___ PROVIDED INFORMATION ___

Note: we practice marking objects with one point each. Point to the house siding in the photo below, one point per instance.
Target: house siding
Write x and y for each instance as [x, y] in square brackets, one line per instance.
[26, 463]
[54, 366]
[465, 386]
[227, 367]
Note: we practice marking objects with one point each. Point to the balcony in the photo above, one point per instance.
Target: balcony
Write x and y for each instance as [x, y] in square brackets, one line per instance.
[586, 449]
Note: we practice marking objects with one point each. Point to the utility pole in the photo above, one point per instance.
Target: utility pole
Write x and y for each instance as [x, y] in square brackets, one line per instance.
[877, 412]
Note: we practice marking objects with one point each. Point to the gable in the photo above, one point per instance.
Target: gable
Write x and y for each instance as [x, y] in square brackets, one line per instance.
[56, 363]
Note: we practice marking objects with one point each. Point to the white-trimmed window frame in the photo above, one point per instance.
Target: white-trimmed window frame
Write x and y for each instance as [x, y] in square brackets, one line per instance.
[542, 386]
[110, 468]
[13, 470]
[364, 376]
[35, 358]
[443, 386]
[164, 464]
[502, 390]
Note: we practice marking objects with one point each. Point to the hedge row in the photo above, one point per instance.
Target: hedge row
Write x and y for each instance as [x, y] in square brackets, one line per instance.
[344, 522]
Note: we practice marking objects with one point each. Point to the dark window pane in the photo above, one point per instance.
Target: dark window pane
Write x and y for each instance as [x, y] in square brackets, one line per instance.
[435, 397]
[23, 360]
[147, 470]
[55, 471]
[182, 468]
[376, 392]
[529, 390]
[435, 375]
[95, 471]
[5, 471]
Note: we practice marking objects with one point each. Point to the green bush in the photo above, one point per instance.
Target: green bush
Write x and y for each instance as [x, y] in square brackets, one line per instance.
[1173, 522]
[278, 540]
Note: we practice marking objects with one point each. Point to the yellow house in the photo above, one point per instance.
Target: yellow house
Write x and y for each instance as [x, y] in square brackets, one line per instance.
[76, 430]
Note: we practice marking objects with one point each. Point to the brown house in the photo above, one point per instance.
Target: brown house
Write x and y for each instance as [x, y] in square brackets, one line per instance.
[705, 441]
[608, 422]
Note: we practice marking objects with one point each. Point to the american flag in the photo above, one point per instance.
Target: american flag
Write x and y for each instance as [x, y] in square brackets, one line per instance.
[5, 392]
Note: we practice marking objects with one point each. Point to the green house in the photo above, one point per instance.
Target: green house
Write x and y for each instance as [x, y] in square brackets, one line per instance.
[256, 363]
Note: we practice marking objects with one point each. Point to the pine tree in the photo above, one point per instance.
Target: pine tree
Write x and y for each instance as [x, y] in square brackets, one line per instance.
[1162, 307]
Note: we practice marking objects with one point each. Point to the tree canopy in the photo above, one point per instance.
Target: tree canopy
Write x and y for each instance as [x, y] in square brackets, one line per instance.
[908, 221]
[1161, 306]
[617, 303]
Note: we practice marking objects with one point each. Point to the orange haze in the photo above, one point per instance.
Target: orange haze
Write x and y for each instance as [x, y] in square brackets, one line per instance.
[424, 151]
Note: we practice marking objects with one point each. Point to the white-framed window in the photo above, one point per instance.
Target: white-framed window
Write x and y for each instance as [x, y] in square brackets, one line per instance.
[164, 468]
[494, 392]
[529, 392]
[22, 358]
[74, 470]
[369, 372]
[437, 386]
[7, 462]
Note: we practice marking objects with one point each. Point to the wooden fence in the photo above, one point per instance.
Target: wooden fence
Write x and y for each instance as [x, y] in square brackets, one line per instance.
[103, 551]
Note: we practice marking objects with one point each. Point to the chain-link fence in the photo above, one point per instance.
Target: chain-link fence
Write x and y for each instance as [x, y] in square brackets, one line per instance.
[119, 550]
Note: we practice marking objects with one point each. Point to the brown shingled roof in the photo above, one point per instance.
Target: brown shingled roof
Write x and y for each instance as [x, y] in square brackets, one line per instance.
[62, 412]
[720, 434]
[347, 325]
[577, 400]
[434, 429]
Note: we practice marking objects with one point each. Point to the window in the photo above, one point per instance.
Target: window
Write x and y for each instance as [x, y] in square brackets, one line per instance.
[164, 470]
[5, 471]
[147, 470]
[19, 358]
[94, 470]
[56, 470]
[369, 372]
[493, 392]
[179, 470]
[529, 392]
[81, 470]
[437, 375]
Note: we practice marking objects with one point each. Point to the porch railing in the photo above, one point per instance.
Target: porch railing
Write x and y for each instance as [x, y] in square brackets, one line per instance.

___

#### [STATED GOAL]
Rename "pine tree" to "spruce tree" in the entries, starting with the line with "the green house" and going on through the line with "[1162, 307]". Reproduce only those lines, leaving everything else in them unchanged.

#### [REPLY]
Note: we practice marking objects with one point each. Point to the green house in the photo above, one point per instance.
Target: green house
Write x and y for each instance as [x, y] in square brackets, one line per instance.
[256, 363]
Note: we practice marking objects with one point each. Point to the spruce tree in the photo above, one point per instance.
Target: spruce tree
Write x and y for each instance as [x, y] in square brackets, one line per instance.
[1162, 307]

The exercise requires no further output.